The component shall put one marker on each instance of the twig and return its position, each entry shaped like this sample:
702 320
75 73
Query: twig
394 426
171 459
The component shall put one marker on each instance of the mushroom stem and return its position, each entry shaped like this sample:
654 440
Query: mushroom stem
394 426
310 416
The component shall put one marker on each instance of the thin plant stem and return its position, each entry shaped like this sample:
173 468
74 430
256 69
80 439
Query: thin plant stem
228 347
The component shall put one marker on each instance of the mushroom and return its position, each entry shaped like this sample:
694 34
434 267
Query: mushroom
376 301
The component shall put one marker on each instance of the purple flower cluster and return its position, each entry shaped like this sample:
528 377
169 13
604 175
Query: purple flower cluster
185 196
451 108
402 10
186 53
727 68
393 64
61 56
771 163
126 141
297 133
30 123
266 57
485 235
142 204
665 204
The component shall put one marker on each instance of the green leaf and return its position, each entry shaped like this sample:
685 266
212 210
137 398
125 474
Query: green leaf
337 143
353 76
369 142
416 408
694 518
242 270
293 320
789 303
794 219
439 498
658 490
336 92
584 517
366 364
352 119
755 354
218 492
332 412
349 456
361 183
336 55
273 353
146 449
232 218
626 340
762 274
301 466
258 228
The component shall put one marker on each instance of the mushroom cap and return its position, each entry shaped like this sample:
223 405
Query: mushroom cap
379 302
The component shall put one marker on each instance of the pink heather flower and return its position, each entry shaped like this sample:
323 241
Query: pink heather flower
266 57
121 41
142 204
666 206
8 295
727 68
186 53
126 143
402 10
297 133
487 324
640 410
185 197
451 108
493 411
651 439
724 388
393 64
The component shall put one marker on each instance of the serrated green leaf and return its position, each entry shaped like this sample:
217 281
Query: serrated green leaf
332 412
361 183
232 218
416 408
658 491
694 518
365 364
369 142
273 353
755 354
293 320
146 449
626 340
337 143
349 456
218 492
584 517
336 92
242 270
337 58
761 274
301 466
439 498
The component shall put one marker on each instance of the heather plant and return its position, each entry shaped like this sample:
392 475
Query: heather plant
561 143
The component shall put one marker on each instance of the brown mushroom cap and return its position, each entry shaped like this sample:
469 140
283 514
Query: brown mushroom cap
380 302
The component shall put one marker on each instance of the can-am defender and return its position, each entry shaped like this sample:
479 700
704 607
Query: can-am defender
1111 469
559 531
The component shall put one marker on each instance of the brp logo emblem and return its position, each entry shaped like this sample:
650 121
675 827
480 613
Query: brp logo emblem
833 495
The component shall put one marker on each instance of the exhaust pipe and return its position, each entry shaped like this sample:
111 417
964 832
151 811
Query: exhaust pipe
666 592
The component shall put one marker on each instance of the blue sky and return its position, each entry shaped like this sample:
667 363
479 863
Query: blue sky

◇ ◇ ◇ ◇ ◇

* EXERCISE INSTRUCTIONS: Copy out every line of the data above word for word, keeping the original order.

* FINAL RESULT:
The component shall put one marker on each instance of the twig and return its position, each entry shaped like this sample:
702 320
75 73
Query: twig
394 426
171 459
The component shall put one marker on each instance of the mushroom stem and return its position, each entry shaped like this sample:
654 440
Query: mushroom stem
394 426
310 416
The component shall put one marker on each instance of the thin plant stem and return its position, each entry shaped like this sample:
173 468
74 430
256 69
80 439
Query: thin plant stem
228 347
The component shall put one marker on each instance of the mushroom and return its position, each entry shaped like this sample:
694 34
434 267
Query: mushroom
376 301
The component shall put one marker on each instance of the purple flower cluster and return its position, each entry shaped like this sample:
528 377
169 13
604 175
Query: purple flower cluster
185 196
451 108
402 10
186 53
727 68
393 64
61 56
771 163
126 141
297 133
30 123
266 57
485 235
142 204
665 204
The component shall put one marker on each instance of the green leaf and return its position, each entry shaped like this sample:
685 266
212 210
137 398
125 474
Query: green leaf
337 143
353 76
369 142
416 408
694 518
242 270
293 320
789 303
794 219
439 498
658 490
336 92
584 517
366 364
352 119
755 354
218 492
332 412
349 456
361 183
336 55
273 353
146 449
232 218
626 340
762 274
301 466
258 228
The component shall put one marker on each instance of the mushroom cap and return its position, each entry shaped like this sample:
223 405
Query: mushroom cap
379 302
The component shall put one marker on each instance of the pink heather flower and return its position, each entry shaped like this sample:
323 241
Query: pink heather flower
266 57
121 41
142 204
666 206
8 295
727 68
186 53
126 143
402 10
297 133
487 324
640 410
185 197
451 108
493 411
651 439
724 388
393 64
The component shall put one marker on each instance of the serrated green leaf and return its position, each entry shaped like this sample:
217 281
Query: serrated green leaf
332 412
361 183
232 218
416 408
658 491
694 518
365 364
369 142
273 353
755 354
293 320
146 449
626 340
337 143
349 456
218 492
584 517
336 92
242 270
337 58
761 274
301 466
439 498
The component shall put one marker on each instance of the heather plant and return its position, each entry shaped like this sample:
392 475
Query: heather plant
561 143
The component shall put one marker on each instance of the brown mushroom cap and return its position, each entry shaped like this sample:
469 140
283 514
Query: brown mushroom cap
380 302
The component shall put one marker on each instance of the can-am defender and return its position, each entry shaped like this sample:
479 700
704 607
Query: can-am defender
1111 469
559 531
The component shall put one marker on each instance of the brp logo emblem and return its position, each entry shaped like this sample:
650 121
675 827
480 613
Query: brp logo emblem
833 495
The component shall put one marker on each instance of the exhaust pipe and return its position, each entry shaped like this sample:
111 417
964 832
151 811
Query: exhaust pipe
666 592
The component shall put one marker on each instance of the blue sky and return its position, each entry shaped like this sample:
667 363
479 863
Query: blue sky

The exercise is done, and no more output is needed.